→ **Work to be completed**: Take the line that contains "of the corona" as the first and the last line of the material as the final one; set down exactly the lines in that span.

Location identification items
* start *

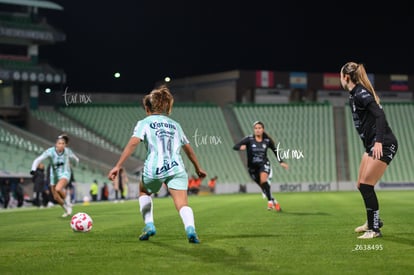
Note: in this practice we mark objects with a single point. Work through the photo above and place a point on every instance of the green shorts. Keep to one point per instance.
(178, 182)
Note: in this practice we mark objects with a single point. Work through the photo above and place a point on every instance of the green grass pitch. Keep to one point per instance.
(314, 234)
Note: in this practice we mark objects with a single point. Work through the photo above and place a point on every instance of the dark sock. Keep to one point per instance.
(371, 205)
(266, 190)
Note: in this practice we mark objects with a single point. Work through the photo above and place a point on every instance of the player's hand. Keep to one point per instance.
(113, 173)
(201, 173)
(377, 150)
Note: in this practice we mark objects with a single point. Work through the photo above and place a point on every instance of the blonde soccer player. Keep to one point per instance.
(60, 158)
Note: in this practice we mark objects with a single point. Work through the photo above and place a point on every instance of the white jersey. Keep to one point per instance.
(163, 138)
(59, 162)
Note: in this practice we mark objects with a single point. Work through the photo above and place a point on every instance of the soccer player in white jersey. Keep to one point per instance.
(163, 138)
(60, 158)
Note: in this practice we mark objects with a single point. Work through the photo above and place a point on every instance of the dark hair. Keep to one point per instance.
(358, 74)
(265, 135)
(64, 137)
(160, 100)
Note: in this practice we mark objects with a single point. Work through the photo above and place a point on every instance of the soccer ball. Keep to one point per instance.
(81, 222)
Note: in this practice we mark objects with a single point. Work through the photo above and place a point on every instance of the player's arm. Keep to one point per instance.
(193, 158)
(74, 158)
(37, 161)
(241, 145)
(279, 159)
(128, 150)
(379, 115)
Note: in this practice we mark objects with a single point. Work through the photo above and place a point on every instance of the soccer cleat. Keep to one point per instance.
(364, 227)
(148, 231)
(277, 207)
(69, 209)
(370, 234)
(192, 235)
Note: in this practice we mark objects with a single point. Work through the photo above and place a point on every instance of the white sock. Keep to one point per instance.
(145, 207)
(187, 216)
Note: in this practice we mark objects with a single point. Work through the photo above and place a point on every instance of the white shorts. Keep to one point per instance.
(178, 182)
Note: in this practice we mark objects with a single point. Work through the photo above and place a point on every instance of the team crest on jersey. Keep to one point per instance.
(166, 167)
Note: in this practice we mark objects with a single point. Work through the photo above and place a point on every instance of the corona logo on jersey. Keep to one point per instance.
(156, 125)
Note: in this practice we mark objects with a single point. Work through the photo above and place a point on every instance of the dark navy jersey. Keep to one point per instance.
(257, 151)
(369, 117)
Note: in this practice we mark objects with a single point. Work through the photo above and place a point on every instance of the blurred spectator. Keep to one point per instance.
(194, 185)
(38, 180)
(212, 184)
(104, 192)
(119, 183)
(5, 191)
(17, 190)
(93, 191)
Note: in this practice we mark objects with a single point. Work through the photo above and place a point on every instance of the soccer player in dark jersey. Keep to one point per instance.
(377, 137)
(258, 164)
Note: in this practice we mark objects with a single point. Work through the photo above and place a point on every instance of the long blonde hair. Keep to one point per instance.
(358, 75)
(159, 100)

* end *

→ **Task answer**:
Note: in this practice we mark objects with a single point. Work through the photo above and place a point on every instance of the corona logo on jersey. Keep to one point per instance.
(156, 125)
Note: in this practice we mark objects with a single point. Work through the photo above and place a point on every instance of the dark navy jersey. Keep to one point per instance.
(257, 151)
(369, 117)
Note: in this practice we mark objects with a single point. Work through the photo above and place a point on every instance of the blurred spectator. Keep to one point per instance.
(194, 185)
(38, 180)
(212, 184)
(104, 192)
(119, 183)
(5, 191)
(17, 190)
(93, 191)
Note: in this practice we mark objects with a single point. Work through the photo above and place a point on every instance of the soccer player in dark jersey. Keep to one point per instance.
(377, 137)
(258, 164)
Note: in this practice we mark objects with a single point. Work through the photo above and place a point on every instance of the long blonde hair. Keep to one point per instance.
(358, 75)
(159, 100)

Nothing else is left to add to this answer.